= Directions =
1 - In the passage below on love and becoming Real, who is named as the author of The Velveteen Rabbit?
2 - Continue the passage below on love and becoming Real, picking up right after its final line.

═══ Source passage ═══

Then I recall the Iris Murdoch analysis of love, being: ‘the extremely difficult realisation that something other than oneself is real’. So surely love should follow?

Many years ago, my former wife introduced me to a childhood book, The Velveteen Rabbit by Margery Williams. The part that is always quoted, and which I heard on the radio last week, is early on in the book, in a conversation between two nursery toys, the Skin Horse, and the Velveteen Rabbit:

‘Real isn’t how you are made,’ said the Skin Horse. ‘It’s a thing that happens to you. When a child loves you for a long, long time, not just to play with, but REALLY loves you, then you become Real.’

‘Does it hurt?’ asked the Rabbit.

═══ Raw data ═══

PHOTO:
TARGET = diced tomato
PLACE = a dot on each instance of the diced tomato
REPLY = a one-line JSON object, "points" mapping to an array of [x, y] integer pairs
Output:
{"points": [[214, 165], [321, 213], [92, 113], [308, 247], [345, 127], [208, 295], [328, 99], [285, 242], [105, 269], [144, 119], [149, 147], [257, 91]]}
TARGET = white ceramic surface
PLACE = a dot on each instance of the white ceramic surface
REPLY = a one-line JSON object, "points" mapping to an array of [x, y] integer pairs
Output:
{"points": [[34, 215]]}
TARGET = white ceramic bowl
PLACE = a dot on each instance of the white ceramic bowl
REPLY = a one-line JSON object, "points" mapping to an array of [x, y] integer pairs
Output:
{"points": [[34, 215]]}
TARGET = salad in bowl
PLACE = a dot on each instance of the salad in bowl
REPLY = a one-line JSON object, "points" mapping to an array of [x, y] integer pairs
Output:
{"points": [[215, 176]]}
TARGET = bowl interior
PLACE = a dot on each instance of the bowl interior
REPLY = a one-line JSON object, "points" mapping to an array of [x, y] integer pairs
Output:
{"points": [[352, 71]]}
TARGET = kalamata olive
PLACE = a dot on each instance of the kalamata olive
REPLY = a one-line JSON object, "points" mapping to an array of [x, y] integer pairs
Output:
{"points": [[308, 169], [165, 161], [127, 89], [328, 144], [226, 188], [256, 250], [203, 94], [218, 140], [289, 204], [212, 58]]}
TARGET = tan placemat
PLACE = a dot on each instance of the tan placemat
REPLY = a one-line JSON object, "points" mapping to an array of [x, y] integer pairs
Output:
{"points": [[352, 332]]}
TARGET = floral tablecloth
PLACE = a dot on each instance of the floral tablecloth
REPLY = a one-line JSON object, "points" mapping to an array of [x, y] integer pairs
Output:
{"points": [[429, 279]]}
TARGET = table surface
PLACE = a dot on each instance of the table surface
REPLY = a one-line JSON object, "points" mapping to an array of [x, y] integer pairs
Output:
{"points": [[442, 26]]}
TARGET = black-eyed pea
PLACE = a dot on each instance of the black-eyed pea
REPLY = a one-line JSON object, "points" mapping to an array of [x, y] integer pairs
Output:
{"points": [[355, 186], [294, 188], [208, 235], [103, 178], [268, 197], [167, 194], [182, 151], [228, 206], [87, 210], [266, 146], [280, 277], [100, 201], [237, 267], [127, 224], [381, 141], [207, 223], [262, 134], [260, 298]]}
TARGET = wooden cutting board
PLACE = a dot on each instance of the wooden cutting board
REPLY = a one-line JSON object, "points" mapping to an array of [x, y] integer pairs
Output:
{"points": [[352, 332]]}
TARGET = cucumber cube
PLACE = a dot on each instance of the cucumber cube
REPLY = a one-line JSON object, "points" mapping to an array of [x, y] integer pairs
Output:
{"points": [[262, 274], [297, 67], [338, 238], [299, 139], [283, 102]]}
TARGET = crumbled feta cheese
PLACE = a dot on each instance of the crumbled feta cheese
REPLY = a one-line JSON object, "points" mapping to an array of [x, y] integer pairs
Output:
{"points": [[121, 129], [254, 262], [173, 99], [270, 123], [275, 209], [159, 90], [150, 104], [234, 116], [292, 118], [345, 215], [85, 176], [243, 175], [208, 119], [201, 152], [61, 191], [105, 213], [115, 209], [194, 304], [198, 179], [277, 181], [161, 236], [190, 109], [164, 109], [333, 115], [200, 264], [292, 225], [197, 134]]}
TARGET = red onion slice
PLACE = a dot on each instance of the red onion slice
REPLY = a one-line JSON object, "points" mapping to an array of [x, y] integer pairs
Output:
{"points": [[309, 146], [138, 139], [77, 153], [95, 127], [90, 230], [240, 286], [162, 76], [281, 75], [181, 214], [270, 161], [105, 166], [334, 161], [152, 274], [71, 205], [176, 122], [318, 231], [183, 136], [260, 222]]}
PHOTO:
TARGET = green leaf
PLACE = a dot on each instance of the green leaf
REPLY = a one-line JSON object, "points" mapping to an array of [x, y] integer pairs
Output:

═══

= Answers to each task =
1 - Margery Williams

2 -
‘Sometimes,’ said the Skin Horse, for he was always truthful. ‘When you are Real you don’t mind being hurt.’

‘Generally, by the time you are Real, most of your hair has been loved off, and your eyes drop out and you get loose in the joints and very shabby. But these things don’t matter at all, because once you are Real you can’t be ugly, except to people who don’t understand. […] once you are Real you can’t become unreal again. It lasts for always.’

Right then I felt Real, because I felt loved; we had rubbed an awful lot off each other, and it felt permanent. It was a wonderfully-remembered book.

And so this week I fished the book off the shelf to remind myself, and to regret that it wasn’t actually true after all. Instead I came to the understand that this isn’t what the book is about at all. This is page 8, not page 32. No, it is actually a softened tragedy.

Shedding your skin

When I was 12, I contracted and self-diagnosed (yes! no Google in 1969!) scarlet fever. Highly contagious, the rule at the time was still that everything you touch must be sterilised, and everything you wear or play with with should be burnt. The end stage is that your entire skin peels away, and I still clearly remember the sheaths of the ends of my fingers coming away in one piece, unlike the gentle snow from everywhere else. We compromised, and a lot survived with me.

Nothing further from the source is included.